_What to work on_
Copy every record below, exactly as written.

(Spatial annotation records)
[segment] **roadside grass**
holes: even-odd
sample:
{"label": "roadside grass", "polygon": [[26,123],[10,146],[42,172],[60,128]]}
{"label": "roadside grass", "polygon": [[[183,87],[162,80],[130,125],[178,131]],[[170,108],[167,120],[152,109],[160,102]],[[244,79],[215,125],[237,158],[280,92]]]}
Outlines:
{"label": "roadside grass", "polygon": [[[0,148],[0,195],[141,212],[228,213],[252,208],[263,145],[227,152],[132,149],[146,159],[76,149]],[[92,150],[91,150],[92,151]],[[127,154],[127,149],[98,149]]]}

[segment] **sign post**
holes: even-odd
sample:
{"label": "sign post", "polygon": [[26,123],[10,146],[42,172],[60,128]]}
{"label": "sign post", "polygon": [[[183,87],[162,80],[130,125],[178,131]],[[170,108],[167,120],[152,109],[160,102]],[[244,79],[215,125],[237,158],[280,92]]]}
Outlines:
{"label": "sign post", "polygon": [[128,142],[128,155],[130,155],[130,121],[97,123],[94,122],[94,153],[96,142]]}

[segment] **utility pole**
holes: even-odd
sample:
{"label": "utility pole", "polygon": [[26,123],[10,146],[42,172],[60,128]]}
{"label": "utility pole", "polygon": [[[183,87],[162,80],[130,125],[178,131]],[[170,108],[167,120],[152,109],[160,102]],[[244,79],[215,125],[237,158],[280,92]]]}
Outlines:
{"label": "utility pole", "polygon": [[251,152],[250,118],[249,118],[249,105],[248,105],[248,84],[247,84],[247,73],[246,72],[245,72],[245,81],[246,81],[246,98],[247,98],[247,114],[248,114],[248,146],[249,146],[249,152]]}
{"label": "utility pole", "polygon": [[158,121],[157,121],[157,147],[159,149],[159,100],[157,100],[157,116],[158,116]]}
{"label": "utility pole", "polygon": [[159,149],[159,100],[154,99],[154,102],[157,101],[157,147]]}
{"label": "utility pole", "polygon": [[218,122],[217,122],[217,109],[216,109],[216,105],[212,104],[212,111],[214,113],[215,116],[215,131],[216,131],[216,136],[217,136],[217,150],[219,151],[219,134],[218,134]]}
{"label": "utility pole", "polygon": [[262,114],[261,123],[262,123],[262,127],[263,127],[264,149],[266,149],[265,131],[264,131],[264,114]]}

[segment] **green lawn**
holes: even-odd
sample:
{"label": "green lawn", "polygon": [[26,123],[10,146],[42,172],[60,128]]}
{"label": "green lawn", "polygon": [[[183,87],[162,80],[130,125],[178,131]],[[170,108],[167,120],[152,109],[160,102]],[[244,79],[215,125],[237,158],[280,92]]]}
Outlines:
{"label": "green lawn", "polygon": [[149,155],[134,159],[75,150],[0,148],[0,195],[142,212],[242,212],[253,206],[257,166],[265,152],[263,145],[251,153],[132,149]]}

_Result for this exercise_
[segment] **roadside grass**
holes: even-odd
sample:
{"label": "roadside grass", "polygon": [[26,123],[10,146],[42,172],[60,128]]}
{"label": "roadside grass", "polygon": [[[183,87],[162,80],[130,125],[178,131]],[[170,108],[167,120],[152,109],[160,102]],[[244,79],[215,125],[237,158],[280,92]]]}
Outlines:
{"label": "roadside grass", "polygon": [[[0,148],[0,195],[141,212],[228,213],[252,208],[263,145],[227,152],[132,149],[146,159],[76,149]],[[92,150],[91,150],[92,151]],[[127,154],[127,149],[98,149]]]}

[segment] **sign post**
holes: even-odd
sample:
{"label": "sign post", "polygon": [[26,123],[10,146],[42,172],[60,128]]}
{"label": "sign post", "polygon": [[[183,87],[162,80],[130,125],[178,131]],[[170,108],[167,120],[152,109],[160,102]],[[244,79],[215,125],[237,158],[280,92]]]}
Outlines:
{"label": "sign post", "polygon": [[128,142],[128,155],[130,155],[130,121],[97,123],[94,122],[94,153],[96,142]]}

[segment] **utility pole**
holes: even-odd
sample:
{"label": "utility pole", "polygon": [[26,123],[10,146],[42,172],[60,128]]}
{"label": "utility pole", "polygon": [[[183,87],[162,80],[130,125],[178,131]],[[170,108],[167,120],[152,109],[160,102]],[[244,79],[215,125],[237,158],[280,92]]]}
Outlines:
{"label": "utility pole", "polygon": [[251,152],[250,118],[249,118],[249,105],[248,105],[248,84],[247,84],[247,73],[246,72],[245,72],[245,81],[246,81],[246,98],[247,98],[247,114],[248,114],[248,146],[249,146],[249,152]]}
{"label": "utility pole", "polygon": [[158,121],[157,121],[157,147],[159,149],[159,100],[157,100],[157,116],[158,116]]}
{"label": "utility pole", "polygon": [[159,149],[159,100],[154,99],[154,102],[157,101],[157,147]]}
{"label": "utility pole", "polygon": [[218,122],[217,122],[217,109],[216,109],[216,105],[212,104],[212,111],[214,113],[215,116],[215,131],[216,131],[216,136],[217,136],[217,150],[219,151],[219,134],[218,134]]}
{"label": "utility pole", "polygon": [[262,114],[261,123],[262,123],[262,127],[263,127],[264,149],[266,149],[265,131],[264,131],[264,114]]}

[segment] **green lawn**
holes: even-odd
sample:
{"label": "green lawn", "polygon": [[26,123],[10,146],[42,172],[60,128]]}
{"label": "green lawn", "polygon": [[[183,87],[162,80],[130,125],[178,131]],[[170,108],[167,120],[152,109],[160,102]],[[244,79],[215,125],[237,158],[280,92]]]}
Outlines:
{"label": "green lawn", "polygon": [[149,155],[134,159],[75,150],[0,148],[0,195],[142,212],[242,212],[253,206],[257,166],[265,152],[263,145],[251,153],[132,149]]}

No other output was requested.